Reddit CEO Steve Huffman said Reddit would start charging for using its application programming interface (API) because AI companies, such as Google and OpenAI, had been using the site's data to train their large language models. What was unsaid -- but was widely recognized by outsiders -- is that Reddit also wanted to show that it could be profitable before it launched its initial public offering.

Also: Reddit will start charging some users for API access

These new fees for APIs, however, would also affect small companies and their apps. Popular Reddit apps, such as Apollo, Sync, and Pager, can't possibly afford the new costs. Their developers and users were ticked off. Then Reddit's users and managers revolted. What started as a 48-hour protest turned into an "indefinite blackout" by millions of Reddit users.

Now, days later, many Reddit subreddits, which are social forums centered on specific interests, remain closed.  Members of these subreddits, which can number in the millions, are now unable to reach their favorite subreddits because the ongoing blackout has rendered these forums inaccessible.

[Collected data]

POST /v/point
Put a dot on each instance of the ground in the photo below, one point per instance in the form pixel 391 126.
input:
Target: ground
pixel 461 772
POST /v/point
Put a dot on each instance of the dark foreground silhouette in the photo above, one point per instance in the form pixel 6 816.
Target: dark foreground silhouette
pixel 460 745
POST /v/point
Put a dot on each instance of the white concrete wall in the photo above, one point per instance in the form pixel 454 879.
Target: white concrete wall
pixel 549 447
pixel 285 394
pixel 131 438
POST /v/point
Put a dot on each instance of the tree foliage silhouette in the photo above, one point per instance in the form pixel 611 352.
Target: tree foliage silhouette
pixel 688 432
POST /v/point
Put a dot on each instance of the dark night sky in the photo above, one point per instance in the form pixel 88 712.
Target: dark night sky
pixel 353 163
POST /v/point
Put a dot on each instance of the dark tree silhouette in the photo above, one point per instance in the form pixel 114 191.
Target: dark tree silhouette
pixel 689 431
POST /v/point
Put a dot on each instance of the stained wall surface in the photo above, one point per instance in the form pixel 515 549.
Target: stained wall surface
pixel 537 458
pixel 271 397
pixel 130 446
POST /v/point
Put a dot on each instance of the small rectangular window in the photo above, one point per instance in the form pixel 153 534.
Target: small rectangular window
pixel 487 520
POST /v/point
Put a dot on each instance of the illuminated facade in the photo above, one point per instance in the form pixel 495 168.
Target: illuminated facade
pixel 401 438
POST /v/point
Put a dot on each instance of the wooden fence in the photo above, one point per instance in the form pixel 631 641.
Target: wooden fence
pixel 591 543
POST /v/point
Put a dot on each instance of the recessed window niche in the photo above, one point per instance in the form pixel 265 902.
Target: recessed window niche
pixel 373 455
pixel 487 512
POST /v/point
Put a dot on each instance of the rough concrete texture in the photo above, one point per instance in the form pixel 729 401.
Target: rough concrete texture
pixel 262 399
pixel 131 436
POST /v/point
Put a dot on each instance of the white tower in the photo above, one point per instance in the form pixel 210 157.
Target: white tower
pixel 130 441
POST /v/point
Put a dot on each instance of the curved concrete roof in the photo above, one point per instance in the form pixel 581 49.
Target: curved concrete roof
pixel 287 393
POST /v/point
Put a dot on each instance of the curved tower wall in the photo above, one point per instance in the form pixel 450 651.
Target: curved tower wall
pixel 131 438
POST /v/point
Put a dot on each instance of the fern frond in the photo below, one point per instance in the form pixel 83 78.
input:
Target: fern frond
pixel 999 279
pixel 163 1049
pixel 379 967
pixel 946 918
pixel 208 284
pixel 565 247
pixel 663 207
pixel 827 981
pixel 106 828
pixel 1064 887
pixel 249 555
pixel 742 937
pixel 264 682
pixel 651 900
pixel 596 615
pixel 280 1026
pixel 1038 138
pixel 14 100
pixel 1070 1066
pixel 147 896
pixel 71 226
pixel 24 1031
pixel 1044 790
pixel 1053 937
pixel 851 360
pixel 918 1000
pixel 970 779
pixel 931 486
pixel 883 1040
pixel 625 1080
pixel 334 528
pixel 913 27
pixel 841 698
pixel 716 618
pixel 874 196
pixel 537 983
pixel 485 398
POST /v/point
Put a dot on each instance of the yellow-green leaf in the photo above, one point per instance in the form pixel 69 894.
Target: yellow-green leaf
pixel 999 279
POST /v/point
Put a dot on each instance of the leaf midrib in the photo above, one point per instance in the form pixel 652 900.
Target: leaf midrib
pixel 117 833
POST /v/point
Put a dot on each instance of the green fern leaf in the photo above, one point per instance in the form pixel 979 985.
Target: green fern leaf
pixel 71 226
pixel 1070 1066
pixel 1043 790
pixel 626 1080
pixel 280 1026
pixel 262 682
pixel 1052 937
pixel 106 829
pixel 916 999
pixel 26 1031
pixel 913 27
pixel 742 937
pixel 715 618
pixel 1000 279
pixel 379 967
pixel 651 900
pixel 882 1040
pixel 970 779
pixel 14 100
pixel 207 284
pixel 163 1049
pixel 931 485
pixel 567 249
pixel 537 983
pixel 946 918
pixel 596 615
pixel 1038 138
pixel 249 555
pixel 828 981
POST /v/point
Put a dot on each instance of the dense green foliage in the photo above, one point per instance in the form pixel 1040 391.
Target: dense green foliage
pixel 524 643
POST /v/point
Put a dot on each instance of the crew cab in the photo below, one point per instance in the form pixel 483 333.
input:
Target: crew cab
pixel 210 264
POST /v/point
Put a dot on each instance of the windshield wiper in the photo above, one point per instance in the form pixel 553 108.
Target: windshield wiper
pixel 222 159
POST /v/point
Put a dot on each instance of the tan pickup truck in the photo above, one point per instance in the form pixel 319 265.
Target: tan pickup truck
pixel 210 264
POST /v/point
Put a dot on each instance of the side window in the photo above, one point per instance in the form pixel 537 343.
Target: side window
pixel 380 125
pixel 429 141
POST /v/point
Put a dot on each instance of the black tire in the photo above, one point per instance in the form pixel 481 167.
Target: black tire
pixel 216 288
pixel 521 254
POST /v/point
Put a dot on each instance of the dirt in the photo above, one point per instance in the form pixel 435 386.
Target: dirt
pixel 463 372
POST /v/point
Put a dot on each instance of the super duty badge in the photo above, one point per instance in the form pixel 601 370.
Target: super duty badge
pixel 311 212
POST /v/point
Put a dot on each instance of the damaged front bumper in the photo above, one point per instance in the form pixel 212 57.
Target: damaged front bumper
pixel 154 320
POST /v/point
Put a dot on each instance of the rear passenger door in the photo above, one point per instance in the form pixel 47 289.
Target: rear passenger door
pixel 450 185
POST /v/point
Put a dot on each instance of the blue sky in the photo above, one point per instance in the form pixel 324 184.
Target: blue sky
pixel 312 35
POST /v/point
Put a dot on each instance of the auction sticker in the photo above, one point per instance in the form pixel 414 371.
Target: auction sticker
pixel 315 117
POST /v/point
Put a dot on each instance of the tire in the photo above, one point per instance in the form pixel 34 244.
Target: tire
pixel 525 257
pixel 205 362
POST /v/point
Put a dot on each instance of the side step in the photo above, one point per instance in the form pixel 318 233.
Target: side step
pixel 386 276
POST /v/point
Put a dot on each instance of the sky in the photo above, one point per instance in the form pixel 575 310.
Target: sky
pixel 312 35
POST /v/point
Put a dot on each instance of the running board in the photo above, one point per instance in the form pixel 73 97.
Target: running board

Task item A — Name every Reddit app the passage on Reddit's API fees gives as an example.
Task item B —
Answer these questions from the passage on Reddit's API fees:
(i) Who is Reddit's CEO?
(ii) How long was the users' protest first meant to last?
(iii) How does the passage describe subreddits?
Task item C — Carry on the passage about Reddit's API fees and the blackout from the point where it stops.
These entries were taken from a different source than the text.

Task result A — Apollo, Sync, Pager

Task result B —
(i) Steve Huffman
(ii) 48 hours
(iii) As social forums centered on specific interests

Task result C —
The blackout, supported by subreddit moderators and community voting, affects some of the most popular subreddits, including r/Aww, r/Music, r/Programming, and r/Futurology, which collectively have over 100 million members. That means you won't find what you're looking for if you go to Reddit today and check out these and thousands of other subreddits. Instead, you'll find endless John Oliver jokes or spam. Other subreddits are completely unavailable or are marked only with a "private" flag. Reddit is becoming an unusable garbage site. 

Despite the outcry, Huffman remains determined not to change his policy. In a Verge interview, he stridently claimed, "We're not undoing that business decision." Internally, Reddit issued a "reopen or else" memo to its volunteer subreddit moderators. 

The "or else" part of the memo is the suggestion that Reddit will reopen the subreddits with new, more tractable moderators. Reddit doesn't pay its moderators -- they're all volunteers, which complicates matters further.  

Also: The best AI chatbots to try

Huffman has said, "We are not in the business of giving that [Reddit's content] away for free." That stance makes sense. But it also ignores the reality that all of Reddit's content has been given to it for free by its millions of users. Further, it leaves aside the fact that the content has been orchestrated by its thousands of volunteer moderators. The fundamental Reddit question: "Is Reddit its community or its executives?"  

Running any social networking site, whether it's a mailing list for your local sewing circle or a multi-million member subreddit like Funny, is a ton of work. Spitting in the faces of the volunteers that make Reddit work is just asking for trouble.

Also: Instagram feed fix: How to see more of what you want (and less of what you don't)

Reddit's management seems to think that Reddit is too big to fail. They're wrong.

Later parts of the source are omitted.